> **Directive**:
Copy out the rows below word for word, beginning with the row that contains "Each instance of the evergreen" and ending with the row that contains "POLYGON ((36 144, 34", both included.
---
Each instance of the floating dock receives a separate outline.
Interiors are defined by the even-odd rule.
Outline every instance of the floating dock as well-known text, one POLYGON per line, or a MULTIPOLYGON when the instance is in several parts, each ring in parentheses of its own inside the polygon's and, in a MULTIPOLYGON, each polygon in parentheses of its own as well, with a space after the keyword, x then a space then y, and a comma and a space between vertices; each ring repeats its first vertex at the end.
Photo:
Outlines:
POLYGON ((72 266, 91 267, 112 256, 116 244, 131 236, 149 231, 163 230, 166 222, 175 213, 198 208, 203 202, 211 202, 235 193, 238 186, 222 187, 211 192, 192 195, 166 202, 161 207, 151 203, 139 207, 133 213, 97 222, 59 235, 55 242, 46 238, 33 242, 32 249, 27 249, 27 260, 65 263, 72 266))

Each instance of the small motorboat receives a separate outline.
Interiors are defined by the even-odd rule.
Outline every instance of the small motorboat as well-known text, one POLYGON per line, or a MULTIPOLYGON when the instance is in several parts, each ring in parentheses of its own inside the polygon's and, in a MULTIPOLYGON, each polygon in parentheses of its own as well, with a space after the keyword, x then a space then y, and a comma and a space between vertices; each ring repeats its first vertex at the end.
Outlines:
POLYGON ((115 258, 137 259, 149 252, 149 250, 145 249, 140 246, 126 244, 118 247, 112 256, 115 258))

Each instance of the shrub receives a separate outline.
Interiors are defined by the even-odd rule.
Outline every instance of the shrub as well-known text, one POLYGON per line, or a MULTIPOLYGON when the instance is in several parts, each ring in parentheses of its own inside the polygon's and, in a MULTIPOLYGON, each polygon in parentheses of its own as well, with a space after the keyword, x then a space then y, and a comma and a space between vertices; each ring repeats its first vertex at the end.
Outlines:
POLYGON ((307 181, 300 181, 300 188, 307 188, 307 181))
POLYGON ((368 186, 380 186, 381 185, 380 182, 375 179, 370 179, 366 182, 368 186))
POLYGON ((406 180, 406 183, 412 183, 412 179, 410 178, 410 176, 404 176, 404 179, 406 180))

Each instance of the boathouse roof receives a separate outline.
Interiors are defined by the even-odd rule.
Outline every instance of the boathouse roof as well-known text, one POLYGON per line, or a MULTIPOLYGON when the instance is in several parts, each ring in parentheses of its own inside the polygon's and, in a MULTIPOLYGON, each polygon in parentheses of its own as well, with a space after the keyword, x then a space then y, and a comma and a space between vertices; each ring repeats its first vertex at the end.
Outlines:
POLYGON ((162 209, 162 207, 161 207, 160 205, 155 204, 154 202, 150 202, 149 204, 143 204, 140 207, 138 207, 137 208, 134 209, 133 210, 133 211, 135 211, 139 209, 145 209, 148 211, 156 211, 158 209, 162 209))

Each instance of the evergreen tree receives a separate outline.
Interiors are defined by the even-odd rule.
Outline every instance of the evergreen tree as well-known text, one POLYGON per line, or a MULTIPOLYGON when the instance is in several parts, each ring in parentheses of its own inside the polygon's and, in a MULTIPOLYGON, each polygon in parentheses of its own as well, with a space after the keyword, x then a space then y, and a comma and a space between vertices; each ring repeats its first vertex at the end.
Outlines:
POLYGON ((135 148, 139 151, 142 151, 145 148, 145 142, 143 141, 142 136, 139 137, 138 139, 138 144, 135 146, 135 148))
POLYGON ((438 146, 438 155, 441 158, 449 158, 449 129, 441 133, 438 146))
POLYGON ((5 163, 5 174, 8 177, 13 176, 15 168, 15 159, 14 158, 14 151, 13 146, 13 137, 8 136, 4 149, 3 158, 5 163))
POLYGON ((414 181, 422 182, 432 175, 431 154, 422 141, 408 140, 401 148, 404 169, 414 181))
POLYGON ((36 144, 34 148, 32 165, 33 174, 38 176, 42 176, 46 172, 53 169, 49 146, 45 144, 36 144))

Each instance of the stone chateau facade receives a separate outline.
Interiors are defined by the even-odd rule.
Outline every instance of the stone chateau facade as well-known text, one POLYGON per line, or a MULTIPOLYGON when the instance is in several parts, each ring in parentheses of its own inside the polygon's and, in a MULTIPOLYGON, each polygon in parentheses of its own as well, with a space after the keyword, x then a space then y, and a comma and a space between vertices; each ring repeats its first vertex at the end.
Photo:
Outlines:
---
> **Written answer**:
Each instance of the evergreen tree receives a separate outline.
Interiors are defined by the even-odd rule.
Outline every instance of the evergreen tree as well-known text, one POLYGON per line, or a MULTIPOLYGON when the instance is in several parts, each ring in parentheses of its own inside the polygon's and, in a MULTIPOLYGON, each polygon in parentheses of its own as well, with a space after the keyword, x then a space then y, and a comma and a space between vertices; each ring repeats its first vertex at the end.
Outlines:
POLYGON ((135 148, 139 151, 142 151, 145 148, 145 142, 143 141, 142 136, 139 137, 138 139, 138 144, 135 146, 135 148))
POLYGON ((438 146, 438 155, 441 158, 449 158, 449 129, 441 133, 438 146))
POLYGON ((5 163, 5 174, 8 177, 13 176, 15 168, 15 159, 14 158, 14 151, 13 146, 13 137, 8 136, 4 149, 3 158, 5 163))
POLYGON ((414 181, 422 182, 432 175, 431 154, 422 141, 408 140, 401 148, 404 169, 414 181))
POLYGON ((36 144, 34 148, 32 165, 33 174, 38 176, 42 176, 46 172, 53 169, 49 146, 45 144, 36 144))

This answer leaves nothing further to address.